Without changing a single character, write out every record below.
== Segment start ==
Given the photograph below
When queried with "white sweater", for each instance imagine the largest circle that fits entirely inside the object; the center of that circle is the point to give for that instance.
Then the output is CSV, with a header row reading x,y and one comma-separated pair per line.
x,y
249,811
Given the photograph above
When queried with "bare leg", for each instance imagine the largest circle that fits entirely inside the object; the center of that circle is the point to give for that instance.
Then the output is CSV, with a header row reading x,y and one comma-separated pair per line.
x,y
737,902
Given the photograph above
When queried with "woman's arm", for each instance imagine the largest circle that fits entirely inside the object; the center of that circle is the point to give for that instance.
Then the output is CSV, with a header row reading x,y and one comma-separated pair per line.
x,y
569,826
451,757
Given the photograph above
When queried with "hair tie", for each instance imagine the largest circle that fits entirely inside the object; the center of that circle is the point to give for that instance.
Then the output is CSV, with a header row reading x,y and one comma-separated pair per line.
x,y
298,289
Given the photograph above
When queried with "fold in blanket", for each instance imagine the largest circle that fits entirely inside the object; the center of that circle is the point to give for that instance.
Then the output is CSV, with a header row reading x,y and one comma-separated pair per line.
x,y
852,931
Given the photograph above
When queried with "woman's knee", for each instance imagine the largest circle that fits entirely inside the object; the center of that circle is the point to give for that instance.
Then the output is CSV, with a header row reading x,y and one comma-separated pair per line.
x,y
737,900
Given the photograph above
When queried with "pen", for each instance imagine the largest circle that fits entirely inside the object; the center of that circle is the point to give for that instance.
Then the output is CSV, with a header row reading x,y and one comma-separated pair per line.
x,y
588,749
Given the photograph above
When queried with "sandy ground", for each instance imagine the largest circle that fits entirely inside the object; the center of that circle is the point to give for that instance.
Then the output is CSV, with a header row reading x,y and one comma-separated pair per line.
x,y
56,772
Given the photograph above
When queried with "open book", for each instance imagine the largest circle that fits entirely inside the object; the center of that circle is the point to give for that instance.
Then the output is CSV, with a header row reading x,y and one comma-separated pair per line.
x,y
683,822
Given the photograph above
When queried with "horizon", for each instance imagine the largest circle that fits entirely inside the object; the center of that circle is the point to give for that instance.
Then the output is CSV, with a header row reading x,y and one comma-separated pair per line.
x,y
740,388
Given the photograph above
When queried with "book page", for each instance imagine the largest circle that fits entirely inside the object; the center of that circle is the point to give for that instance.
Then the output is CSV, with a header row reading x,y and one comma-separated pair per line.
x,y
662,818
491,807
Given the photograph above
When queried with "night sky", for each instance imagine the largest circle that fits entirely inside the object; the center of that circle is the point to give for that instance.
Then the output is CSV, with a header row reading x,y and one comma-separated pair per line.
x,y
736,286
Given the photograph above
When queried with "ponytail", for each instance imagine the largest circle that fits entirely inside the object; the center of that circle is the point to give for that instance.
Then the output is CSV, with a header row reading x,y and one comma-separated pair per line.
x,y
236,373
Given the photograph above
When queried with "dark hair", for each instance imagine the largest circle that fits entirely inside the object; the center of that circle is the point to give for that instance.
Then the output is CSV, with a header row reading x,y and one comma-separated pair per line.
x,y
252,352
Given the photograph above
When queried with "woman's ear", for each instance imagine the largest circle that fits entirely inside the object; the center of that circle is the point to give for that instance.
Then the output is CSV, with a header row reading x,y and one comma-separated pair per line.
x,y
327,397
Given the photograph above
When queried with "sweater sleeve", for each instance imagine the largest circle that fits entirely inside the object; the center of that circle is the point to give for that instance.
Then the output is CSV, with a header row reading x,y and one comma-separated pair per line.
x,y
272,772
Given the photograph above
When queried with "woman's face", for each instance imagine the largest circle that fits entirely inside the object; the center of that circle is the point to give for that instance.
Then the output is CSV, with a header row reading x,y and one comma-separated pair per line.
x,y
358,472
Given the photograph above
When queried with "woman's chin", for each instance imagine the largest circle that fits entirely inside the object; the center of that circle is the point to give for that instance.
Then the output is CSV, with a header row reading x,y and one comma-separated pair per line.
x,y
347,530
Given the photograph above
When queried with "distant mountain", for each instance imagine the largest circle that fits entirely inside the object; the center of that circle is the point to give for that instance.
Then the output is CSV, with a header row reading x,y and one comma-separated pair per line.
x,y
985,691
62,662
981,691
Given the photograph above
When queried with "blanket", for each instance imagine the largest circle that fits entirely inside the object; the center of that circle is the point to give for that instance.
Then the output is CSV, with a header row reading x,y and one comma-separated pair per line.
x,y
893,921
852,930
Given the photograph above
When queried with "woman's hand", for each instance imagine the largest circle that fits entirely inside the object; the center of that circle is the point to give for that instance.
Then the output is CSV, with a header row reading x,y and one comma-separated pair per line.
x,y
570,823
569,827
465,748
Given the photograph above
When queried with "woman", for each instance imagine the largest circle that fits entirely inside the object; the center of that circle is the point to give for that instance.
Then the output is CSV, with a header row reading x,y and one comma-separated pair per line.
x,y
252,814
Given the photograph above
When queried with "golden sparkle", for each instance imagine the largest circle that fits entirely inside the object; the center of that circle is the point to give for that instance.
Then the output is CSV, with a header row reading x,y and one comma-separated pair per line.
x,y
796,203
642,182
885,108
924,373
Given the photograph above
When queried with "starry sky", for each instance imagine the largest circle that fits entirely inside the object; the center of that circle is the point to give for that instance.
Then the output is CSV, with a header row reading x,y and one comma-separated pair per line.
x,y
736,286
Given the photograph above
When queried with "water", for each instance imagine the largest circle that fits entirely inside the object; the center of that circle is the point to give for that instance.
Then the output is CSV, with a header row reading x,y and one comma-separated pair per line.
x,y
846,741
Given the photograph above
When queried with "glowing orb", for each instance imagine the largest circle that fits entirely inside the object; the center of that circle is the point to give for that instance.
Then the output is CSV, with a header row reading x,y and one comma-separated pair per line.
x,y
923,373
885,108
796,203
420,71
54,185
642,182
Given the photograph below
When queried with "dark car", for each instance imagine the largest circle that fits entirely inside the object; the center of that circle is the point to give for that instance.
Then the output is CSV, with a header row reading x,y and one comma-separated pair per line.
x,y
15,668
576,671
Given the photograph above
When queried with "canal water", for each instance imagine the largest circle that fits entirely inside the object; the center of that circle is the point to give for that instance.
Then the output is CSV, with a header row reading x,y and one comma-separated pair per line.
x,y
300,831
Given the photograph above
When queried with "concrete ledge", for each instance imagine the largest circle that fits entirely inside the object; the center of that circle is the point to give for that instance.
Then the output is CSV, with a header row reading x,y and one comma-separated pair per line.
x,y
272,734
== Segment end ==
Answer for the task –
Given the photograph below
When queried with "white sweater", for each instance imagine the largest circle that fits entirely inside the object; the center of that circle is the point to give for that instance.
Then the output is CSV, with a header row reading x,y and one comma-separated pair per line.
x,y
249,811
Given the photograph above
When queried with "bare leg", for each instance imagine the largest circle that fits entirely inside the object; the center of that circle is the point to give for that instance.
Then the output is CSV, with a header row reading x,y and one comma-separated pair per line.
x,y
737,902
Given the photograph above
When queried with "woman's arm", for each instance imagine the largest circle that fits entirely inside the object; the center of that circle is the point to give for that instance.
Then the output is CSV, with a header row reading x,y and one comma-separated pair per line.
x,y
569,826
451,757
Given the photograph above
When queried with "hair tie", for each instance imagine the largest circle that fits entirely inside the object; the center of that circle is the point to give for that instance.
Then the output is CSV, with a header row reading x,y and one comma-separated pair per line.
x,y
298,289
Given the photograph above
When queried with "fold in blanket", for each instance imagine the largest circle that fits entirely inside the object; the center of that circle is the point to give for that instance.
Then the output is CSV, with a header row reading x,y and one comma-separated pair per line.
x,y
852,931
Given the photograph above
When queried with "woman's knee", for each instance imagine the largest circle that fits entirely inside the object; the center of that circle is the point to give for that instance.
Then the output is CSV, with a header row reading x,y and one comma-separated pair per line.
x,y
737,900
Given the photograph above
When queried with "pen", for each instance imagine the largest circle that fits entirely inside the object; the center of that circle is the point to give for that instance.
Then the output is CSV, with a header row reading x,y and one comma-separated pair per line.
x,y
588,749
Given the photograph above
When queried with "sandy ground", for each instance imagine the largest circle that fits entirely inside the object; the center of that circle is the point to give for that instance.
Then the output is CSV, with a header row reading x,y and one comma-separated pair per line.
x,y
56,772
Given the photograph above
When queried with "open book", for each instance imagine the largest circle that fits entirely inside the object; the center of that circle is the point to give for that instance.
Then the output is CSV, with a header row reading x,y and one comma-separated pair per line.
x,y
683,822
Given the photograph above
When queried with "horizon", for each instance imagine the largest circle that fits entirely inside the object; the center of that circle is the point to give for that instance.
Then the output is CSV, with a header row reading x,y and one comma-separated pair per line.
x,y
740,388
Given the photograph above
When queried with "book page", for each instance imagine the largest circle that fits entirely inside the object; the center of that circle is the point to give for that instance.
Then the output is CSV, with a header row reading x,y and one comma-separated pair per line.
x,y
662,818
491,807
Given the photograph above
When queried with "night sky", for each instance imagine the largest circle that fits entirely inside the object; the center of that circle is the point to give for that instance.
Then the output is CSV, with a header row reading x,y and one comma-separated pair per line.
x,y
736,286
Given the photograph above
When queried with "ponytail", for each instance imagine the largest circle that fits entirely inside the object; the center of that circle is the point to give for that instance.
Then the output is CSV, with a header row reading x,y and one comma-separated pair per line.
x,y
236,373
Given the photograph above
When queried with "dark hair", for each instance imagine the largest circle that fits entirely inside the object; the center of that circle is the point to give for that instance.
Then the output is CSV, with a header row reading x,y and one comma-separated pair per line.
x,y
252,352
Given the photograph above
When queried with "woman's ear", for each instance imagine the largest circle that fits entirely inside the object; the center of that circle is the point to give for that instance.
Then the output is CSV, with a header row reading x,y and one comma-separated pair per line.
x,y
327,397
Given the photograph above
When queried with "sweater sleeve", for each instance imagine the largest circle that fits entirely inside the object; the center of that circle is the point to give for that instance.
Then the output is CSV, with a header row reading x,y and one comma-separated pair per line.
x,y
272,772
Given the photograph above
When queried with "woman's face", for each instance imagine the largest circle that fits entirely inside the object; the center of that circle is the point to give for that instance.
Then the output is CSV, with a header row reading x,y and one comma-separated pair per line.
x,y
358,472
Given the photograph above
When queried with "woman's chin", for each instance imagine the largest circle that fits entirely inside the object; the center of that circle is the point to give for that instance.
Then the output is CSV, with a header row reading x,y and one comma-separated pair per line.
x,y
347,530
Given the photograph above
When queried with "distant mountain", for each instance imagine the largest circle that fits entirely inside the object; the center of that circle is the point to give for that instance.
Then the output is CSV, with a header row reading x,y and one comma-separated pair per line.
x,y
985,691
62,662
981,691
Given the photograph above
When queried with "blanket", for each instance imagine the largest circle that fits entirely inside the object; the center of that circle is the point to give for that instance.
Then the output is CSV, with a header row reading x,y and one comma-separated pair per line.
x,y
893,921
852,930
Given the photograph above
When queried with "woman's hand", for each instance imagine the largest circle that fits entirely inside the object; the center of that circle is the point to give for that instance.
Then the output is CSV, with a header row reading x,y and one comma-separated pair per line.
x,y
570,823
569,827
465,748
Given the photograph above
When queried with "woman", for each instance imagine the largest circle that fits entirely inside the object; the center of that circle is the point to give for that instance.
Then the output is CSV, with a header row reading x,y and one comma-separated pair per line.
x,y
252,814
Given the photograph above
When queried with "golden sparkle", for each instance imagine the largest circle that fits entirely inside the object; the center of that circle is the point to give for that instance.
Then the output is CSV, with a header row reading x,y and one comma-separated pair per line.
x,y
796,203
642,182
885,108
924,373
Given the photograph above
When queried with "starry sky", for each instance imagine the largest circle that fits entirely inside the object; the center of that circle is the point to give for that instance.
Then the output is CSV, with a header row reading x,y and one comma-separated pair per line.
x,y
736,286
Given the photograph above
When queried with "water", for each instance imagine the largest circle that fits entirely inside the object; the center of that circle is the point to give for that instance.
Then the output is CSV, with a header row reading x,y and one comma-separated pair per line.
x,y
846,741
Given the photograph above
When queried with "glowing orb", for each instance imagine the largest circle that fits entirely inside the object; the center of that circle is the point to give for that instance.
Then the output is CSV, with a header row reading x,y and one comma-separated pair per line.
x,y
923,373
885,108
796,203
420,71
54,185
642,182
Given the photograph below
When queried with "dark car", for each instance imagine the largest circle that fits entirely inside the object; the center of that circle is the point to give for that instance.
Then the output is CSV, with a header row reading x,y and one comma-separated pair per line.
x,y
15,668
576,671
Given the photograph above
When queried with "canal water", for each instance imagine the largest circle that fits entirely inside the object; the center of that circle is the point to give for that instance.
Then the output is CSV, with a header row reading x,y and one comma-separated pair per line.
x,y
300,831
Given the photograph above
When queried with "concrete ledge", for each instance imagine the largest circle that fits entirely inside the object; the center of that circle is the point to give for that instance.
Then the output is CSV, with a header row reading x,y and one comma-separated pair per line.
x,y
272,734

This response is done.